___ Records ___

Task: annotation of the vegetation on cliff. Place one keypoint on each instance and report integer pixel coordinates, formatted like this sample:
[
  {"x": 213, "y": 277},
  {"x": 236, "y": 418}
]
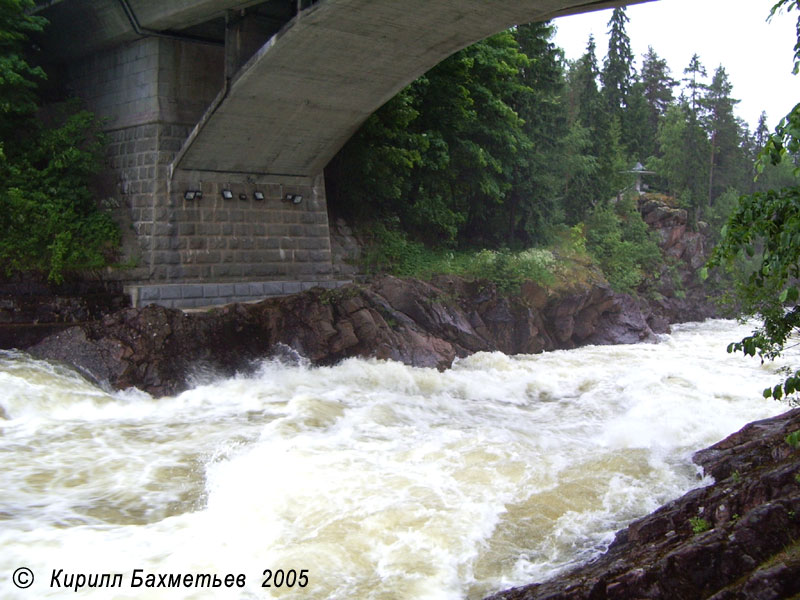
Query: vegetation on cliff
[
  {"x": 765, "y": 226},
  {"x": 50, "y": 219},
  {"x": 505, "y": 146}
]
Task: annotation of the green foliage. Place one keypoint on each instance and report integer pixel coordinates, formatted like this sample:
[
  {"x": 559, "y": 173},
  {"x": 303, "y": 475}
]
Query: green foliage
[
  {"x": 618, "y": 239},
  {"x": 50, "y": 222},
  {"x": 699, "y": 524},
  {"x": 509, "y": 270},
  {"x": 18, "y": 79},
  {"x": 392, "y": 251},
  {"x": 766, "y": 227}
]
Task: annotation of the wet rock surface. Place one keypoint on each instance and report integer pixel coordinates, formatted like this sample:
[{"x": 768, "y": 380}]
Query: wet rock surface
[
  {"x": 737, "y": 539},
  {"x": 418, "y": 323}
]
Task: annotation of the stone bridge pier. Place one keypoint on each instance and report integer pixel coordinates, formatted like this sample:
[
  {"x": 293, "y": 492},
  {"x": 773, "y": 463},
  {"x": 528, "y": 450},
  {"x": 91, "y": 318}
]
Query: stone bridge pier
[
  {"x": 222, "y": 114},
  {"x": 197, "y": 237}
]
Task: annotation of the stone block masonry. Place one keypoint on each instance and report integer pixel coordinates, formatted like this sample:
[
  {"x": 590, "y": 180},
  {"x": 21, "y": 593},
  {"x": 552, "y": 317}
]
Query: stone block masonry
[
  {"x": 201, "y": 295},
  {"x": 179, "y": 229}
]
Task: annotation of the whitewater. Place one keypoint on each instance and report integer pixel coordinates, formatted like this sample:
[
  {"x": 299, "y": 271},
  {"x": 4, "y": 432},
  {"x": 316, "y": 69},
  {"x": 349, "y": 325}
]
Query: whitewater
[{"x": 365, "y": 480}]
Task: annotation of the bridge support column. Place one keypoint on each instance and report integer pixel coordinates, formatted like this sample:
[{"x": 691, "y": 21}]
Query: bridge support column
[{"x": 180, "y": 230}]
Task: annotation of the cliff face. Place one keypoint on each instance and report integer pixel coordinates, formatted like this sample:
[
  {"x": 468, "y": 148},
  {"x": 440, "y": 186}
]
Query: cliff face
[
  {"x": 418, "y": 323},
  {"x": 738, "y": 539}
]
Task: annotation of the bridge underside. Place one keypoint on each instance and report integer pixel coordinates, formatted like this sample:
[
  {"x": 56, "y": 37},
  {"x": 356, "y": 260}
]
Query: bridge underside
[{"x": 222, "y": 115}]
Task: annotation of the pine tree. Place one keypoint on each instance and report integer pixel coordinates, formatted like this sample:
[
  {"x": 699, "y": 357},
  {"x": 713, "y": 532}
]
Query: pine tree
[
  {"x": 694, "y": 84},
  {"x": 726, "y": 159},
  {"x": 617, "y": 75},
  {"x": 657, "y": 83},
  {"x": 534, "y": 201}
]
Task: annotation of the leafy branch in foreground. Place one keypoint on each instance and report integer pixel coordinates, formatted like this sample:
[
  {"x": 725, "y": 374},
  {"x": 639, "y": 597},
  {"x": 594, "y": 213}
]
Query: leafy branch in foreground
[{"x": 768, "y": 224}]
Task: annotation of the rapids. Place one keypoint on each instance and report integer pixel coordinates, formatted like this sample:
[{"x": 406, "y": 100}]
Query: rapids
[{"x": 377, "y": 480}]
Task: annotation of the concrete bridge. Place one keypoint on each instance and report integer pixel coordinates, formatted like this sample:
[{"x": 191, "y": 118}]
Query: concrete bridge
[{"x": 222, "y": 115}]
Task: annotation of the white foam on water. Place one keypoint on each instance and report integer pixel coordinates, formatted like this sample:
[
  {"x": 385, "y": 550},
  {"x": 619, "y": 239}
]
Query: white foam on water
[{"x": 383, "y": 481}]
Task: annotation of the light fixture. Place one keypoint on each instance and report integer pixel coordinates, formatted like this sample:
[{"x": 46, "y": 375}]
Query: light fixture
[{"x": 294, "y": 198}]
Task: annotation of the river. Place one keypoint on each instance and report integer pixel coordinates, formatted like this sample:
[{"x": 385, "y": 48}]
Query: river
[{"x": 368, "y": 480}]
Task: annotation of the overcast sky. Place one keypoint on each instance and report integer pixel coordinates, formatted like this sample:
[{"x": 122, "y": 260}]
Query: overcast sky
[{"x": 758, "y": 56}]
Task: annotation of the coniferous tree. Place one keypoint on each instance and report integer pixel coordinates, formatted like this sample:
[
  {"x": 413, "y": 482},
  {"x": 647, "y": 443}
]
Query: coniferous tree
[
  {"x": 617, "y": 75},
  {"x": 695, "y": 73},
  {"x": 726, "y": 159},
  {"x": 657, "y": 83},
  {"x": 534, "y": 200}
]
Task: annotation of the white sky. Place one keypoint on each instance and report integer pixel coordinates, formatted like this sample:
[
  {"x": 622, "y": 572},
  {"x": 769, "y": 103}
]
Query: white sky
[{"x": 758, "y": 56}]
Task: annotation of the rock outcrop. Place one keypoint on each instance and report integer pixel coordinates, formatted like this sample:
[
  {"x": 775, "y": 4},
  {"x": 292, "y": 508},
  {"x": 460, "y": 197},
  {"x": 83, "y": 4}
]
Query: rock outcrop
[
  {"x": 415, "y": 322},
  {"x": 738, "y": 539},
  {"x": 681, "y": 295}
]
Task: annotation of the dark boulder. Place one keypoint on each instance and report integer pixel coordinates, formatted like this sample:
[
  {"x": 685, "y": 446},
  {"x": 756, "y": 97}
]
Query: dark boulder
[{"x": 736, "y": 539}]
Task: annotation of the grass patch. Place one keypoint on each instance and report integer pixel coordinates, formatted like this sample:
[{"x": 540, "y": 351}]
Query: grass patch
[
  {"x": 392, "y": 252},
  {"x": 699, "y": 524}
]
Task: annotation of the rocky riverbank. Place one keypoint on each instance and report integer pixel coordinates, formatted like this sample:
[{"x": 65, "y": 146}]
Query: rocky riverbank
[
  {"x": 426, "y": 324},
  {"x": 738, "y": 539}
]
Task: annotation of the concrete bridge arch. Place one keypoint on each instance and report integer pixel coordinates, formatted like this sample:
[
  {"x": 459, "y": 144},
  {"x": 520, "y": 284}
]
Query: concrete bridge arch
[{"x": 222, "y": 115}]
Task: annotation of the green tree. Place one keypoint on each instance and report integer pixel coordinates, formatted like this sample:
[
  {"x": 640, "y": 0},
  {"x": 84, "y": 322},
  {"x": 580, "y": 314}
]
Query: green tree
[
  {"x": 766, "y": 226},
  {"x": 657, "y": 84},
  {"x": 534, "y": 201},
  {"x": 695, "y": 73},
  {"x": 726, "y": 160},
  {"x": 18, "y": 79},
  {"x": 617, "y": 74},
  {"x": 50, "y": 220}
]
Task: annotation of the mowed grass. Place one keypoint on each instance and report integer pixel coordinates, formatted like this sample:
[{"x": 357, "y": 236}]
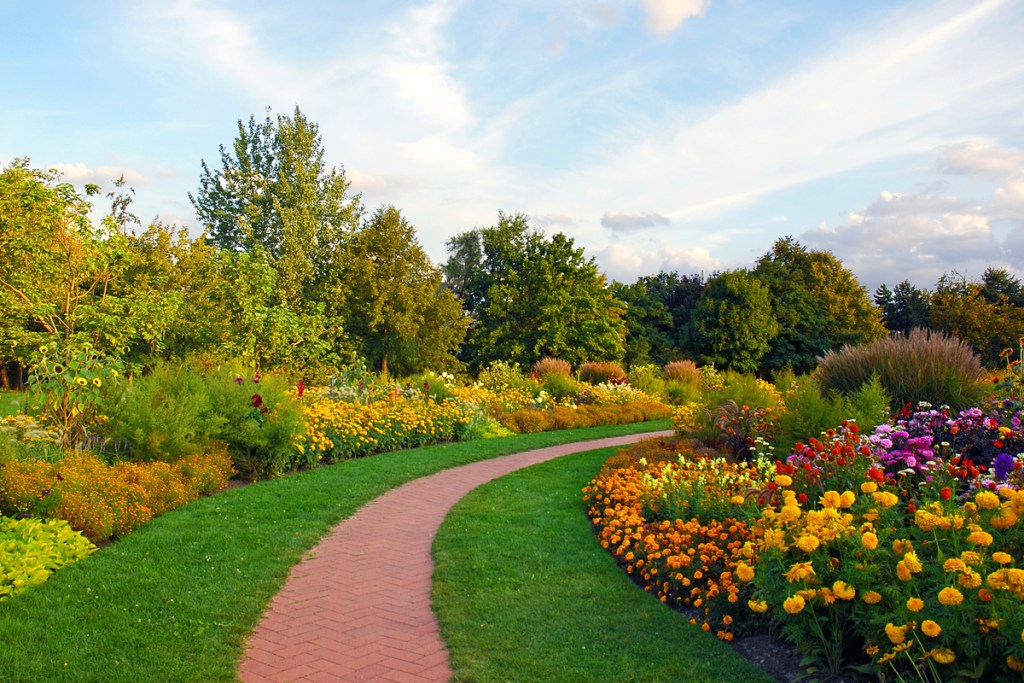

___

# [Brief]
What is needed is an exact copy of all the records, minus any pictures.

# [Your solution]
Task: annotation of the vegetation on cliff. Place one keypoint on each instance and report integer pixel coordinates, formatted like this sample:
[
  {"x": 213, "y": 277},
  {"x": 236, "y": 418}
]
Query: vegetation on cliff
[
  {"x": 765, "y": 226},
  {"x": 50, "y": 219},
  {"x": 505, "y": 146}
]
Task: annotation of the green foliage. Place one keypoint on each instance and report integer pixel coordinates, formatted like this sample:
[
  {"x": 559, "y": 173},
  {"x": 303, "y": 475}
]
Query: green foliage
[
  {"x": 618, "y": 239},
  {"x": 50, "y": 222},
  {"x": 699, "y": 524},
  {"x": 509, "y": 270},
  {"x": 18, "y": 79},
  {"x": 392, "y": 251},
  {"x": 766, "y": 227}
]
Task: annotation of the wet rock surface. Place one keypoint on each instance and report integer pixel coordinates, formatted like this sample:
[{"x": 768, "y": 380}]
Query: wet rock surface
[
  {"x": 737, "y": 539},
  {"x": 418, "y": 323}
]
Task: annotation of the stone bridge pier. Place one keypoint on each instance and report integer pixel coordinates, formatted like this sample:
[
  {"x": 293, "y": 492},
  {"x": 773, "y": 463},
  {"x": 528, "y": 450},
  {"x": 91, "y": 318}
]
Query: stone bridge pier
[
  {"x": 222, "y": 114},
  {"x": 197, "y": 237}
]
Task: annotation of the stone block masonry. Place one keypoint on each instance and report integer pixel coordinates, formatted like this sample:
[
  {"x": 590, "y": 180},
  {"x": 21, "y": 593},
  {"x": 552, "y": 317}
]
Query: stone block masonry
[
  {"x": 201, "y": 295},
  {"x": 179, "y": 229}
]
Task: annotation of the whitewater. Place one keypoint on each instance and report integer pixel coordinates, formatted like this sample:
[
  {"x": 299, "y": 271},
  {"x": 4, "y": 432},
  {"x": 316, "y": 69},
  {"x": 349, "y": 325}
]
Query: whitewater
[{"x": 365, "y": 480}]
Task: annotation of the bridge support column. Place one keypoint on each instance and report integer pixel coordinates, formatted like this sample:
[{"x": 691, "y": 21}]
Query: bridge support column
[{"x": 180, "y": 230}]
Task: annotation of the cliff face. Place one keypoint on each instance and report integer pixel coordinates, formatted like this sample:
[
  {"x": 468, "y": 148},
  {"x": 440, "y": 186}
]
Query: cliff face
[
  {"x": 418, "y": 323},
  {"x": 738, "y": 539}
]
Task: annotation of the bridge underside. Place one keypoint on each instance and report integer pixel coordinates, formatted like this sample:
[
  {"x": 56, "y": 37},
  {"x": 356, "y": 260}
]
Query: bridge underside
[{"x": 222, "y": 115}]
Task: annotation of the pine tree. Place one keypoint on each instance and report integer pixel coordinates, formatted like this sample:
[
  {"x": 699, "y": 357},
  {"x": 713, "y": 532}
]
Query: pine tree
[
  {"x": 694, "y": 84},
  {"x": 726, "y": 159},
  {"x": 617, "y": 75},
  {"x": 657, "y": 83},
  {"x": 534, "y": 201}
]
Task: annotation of the leafy branch in foreground. Place one keypoint on each instance and report integer pixel coordinates, formatted like this sample:
[
  {"x": 725, "y": 374},
  {"x": 639, "y": 597},
  {"x": 594, "y": 213}
]
Query: leafy branch in foreground
[{"x": 768, "y": 224}]
Task: annotation of the rapids. Place one keypoint on each instance and report integer pixel coordinates, formatted like this sample:
[{"x": 406, "y": 100}]
Query: rapids
[{"x": 377, "y": 480}]
Task: annotation of the concrete bridge. Place one keypoint on each instance and report integer pixel coordinates, formatted like this sample:
[{"x": 191, "y": 118}]
Query: concrete bridge
[{"x": 222, "y": 115}]
Task: annotation of the white foam on water. Place one keypoint on each instance and report integer pixel coordinates, formatted like this sample:
[
  {"x": 385, "y": 550},
  {"x": 619, "y": 239}
]
Query: white foam on water
[{"x": 383, "y": 481}]
Task: annotation of the light fixture. Place one keypoint on each instance and report integer pixel coordinates, formatted like this sample:
[{"x": 46, "y": 375}]
Query: light fixture
[{"x": 294, "y": 198}]
Task: annotation of the river. Place one keypoint on each instance and report integer pixel coordinates, formatted like this sample:
[{"x": 385, "y": 48}]
Query: river
[{"x": 368, "y": 480}]
Task: annotation of the overcast sky. Place one keypoint on each instance and report integer pixel coordinates, formatted like this sample:
[{"x": 122, "y": 260}]
Query: overcast sky
[{"x": 758, "y": 56}]
Task: annotation of the coniferous tree. Place one keypoint on each instance and report integer pixel coordinates, formatted like this sample:
[
  {"x": 413, "y": 482},
  {"x": 647, "y": 443}
]
Query: coniferous tree
[
  {"x": 617, "y": 75},
  {"x": 695, "y": 73},
  {"x": 726, "y": 159},
  {"x": 657, "y": 83},
  {"x": 534, "y": 200}
]
Task: annotation of the white sky. Place one keypoint on each instance and report integer pixel coordinates, formatted like this sample:
[
  {"x": 622, "y": 572},
  {"x": 769, "y": 103}
]
Query: white sky
[{"x": 758, "y": 56}]
Task: annotation of the rock outcrop. Place one keypoint on each instance and report integer pixel coordinates, formatted like this sample:
[
  {"x": 775, "y": 4},
  {"x": 292, "y": 508},
  {"x": 460, "y": 197},
  {"x": 83, "y": 4}
]
Query: rock outcrop
[
  {"x": 415, "y": 322},
  {"x": 738, "y": 539},
  {"x": 681, "y": 295}
]
Task: annotation of the dark boulder. Place one keypoint on each instance and report integer pixel coordinates, formatted like this sample:
[
  {"x": 685, "y": 446},
  {"x": 756, "y": 97}
]
Query: dark boulder
[{"x": 736, "y": 539}]
Task: annotation of the grass patch. Place one keypoint on each instance and report integer pixel coordinates, formatted like this sample:
[{"x": 540, "y": 351}]
Query: grass patch
[
  {"x": 392, "y": 252},
  {"x": 699, "y": 524}
]
Task: annotation of the rocky riverbank. Place one keypoint on each instance and report integer pixel coordinates, formatted like this sample:
[{"x": 65, "y": 146}]
Query: rocky riverbank
[
  {"x": 426, "y": 324},
  {"x": 738, "y": 539}
]
Task: annotation of the concrete bridge arch. Place one keypoint on each instance and report integer pixel coordinates, formatted like this sample:
[
  {"x": 459, "y": 144},
  {"x": 520, "y": 284}
]
Query: concrete bridge arch
[{"x": 222, "y": 115}]
Task: annotation of the green tree. Place one keypoint on each instance and report integer pixel coordinates, formatted like this sample:
[
  {"x": 640, "y": 0},
  {"x": 84, "y": 322},
  {"x": 580, "y": 314}
]
Query: green tree
[
  {"x": 766, "y": 226},
  {"x": 657, "y": 84},
  {"x": 534, "y": 201},
  {"x": 695, "y": 73},
  {"x": 726, "y": 160},
  {"x": 18, "y": 79},
  {"x": 617, "y": 74},
  {"x": 50, "y": 220}
]
Task: annotation of the mowed grass. Place one keypoint on each instance and report integer pixel coordinates, formatted like this sample:
[{"x": 357, "y": 236}]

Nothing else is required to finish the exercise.